* _YOUR GOAL_:
Pick up the forum thread on awaiting async chunk callbacks after its last sentence and continue it.

* _QUOTED TEXT_:

• • • •

Is It Possible to Await Each Streamed Token or Chunk? #467

SpicyMelonYT · 2025-05-31T08:54:31Z

SpicyMelonYT
May 31, 2025

It seems that when we supply an onTextChunk or onResponseChunk callback to the .prompt function, and those callbacks are asynchronous functions, their internal await behavior doesn’t affect the token generation timing as expected. For example, if each callback awaits a 1-second delay, I would expect the next token not to be processed until that second has passed. However, this doesn’t appear to be the case.

Example callback:

onTextChunk: async (textChunk) => {
  if (textChunk.includes("t")) {
    await new Promise((resolve) => setTimeout(resolve, 1000));
  }
  process.stdout.write(textChunk);
},

In this example, whenever the chunk contains a 't', it should delay for 1 second. But what actually happens is all the chunks without 't' print immediately, and then the delayed ones print afterward, each one a second apart.

This suggests that the callback itself isn't being awaited before continuing to the next token. Is there currently a way to ensure that token generation respects asynchronous behavior within these callbacks?

giladgd · 2025-06-01T02:23:32Z

giladgd
Jun 1, 2025
Maintainer

You're right, all the on_ callbacks act as event handlers, thus they don't wait on a promise returned from these handlers.

• • • •

* _RECORDS SUPPLIED_:
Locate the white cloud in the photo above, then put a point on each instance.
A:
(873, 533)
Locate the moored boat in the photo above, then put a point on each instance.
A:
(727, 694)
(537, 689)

• • • •

* _FINAL ANSWER_:
The callbacks don't always get called directly on each token generation - they might be delayed by a few tokens at times since the chat class ensures that the current token isn't part of a chat syntax marker (such as end of generation, beginning/end of a thought segment, etc.) before dispatching the generation events for it.

Why do you need to delay the generation?

0 replies

SpicyMelonYT · 2025-06-02T07:16:17Z

SpicyMelonYT
Jun 2, 2025
Author

Oh, I see. So you're saying we don't see all the tokens actually generated by the models because some are reserved for special moments, like when the model finishes or when thinking models include a thought section first. That makes sense.

The reason I want the ability to delay isn't critical, although having it in the future would be really nice. I have a custom wrapper module we've been using for a project. It provides a simple way to handle logic for onStart, onResponse, onAbort, onEnd, and onError. All of them are async. Each one, including onResponse, is expected to properly await any time-consuming logic. But onResponse doesn’t behave that way, because it's actually onResponseChunk that awaits the onResponse callback. So what I did for the other four doesn’t work for the fifth.

I was just trying to make sure it worked the same way. It wasn’t for a specific use case, just for future-proofing.

I still think it would be a useful feature. If I'm not mistaken, when using the Python Ollama module, I was able to delay generation per token. We used the generator method to iterate over each chunk. I wonder if that was truly delaying the generation, or if it was just looping over chunks that were already being populated in some cached array. So even though we delayed the loop, the generation itself might not have been affected.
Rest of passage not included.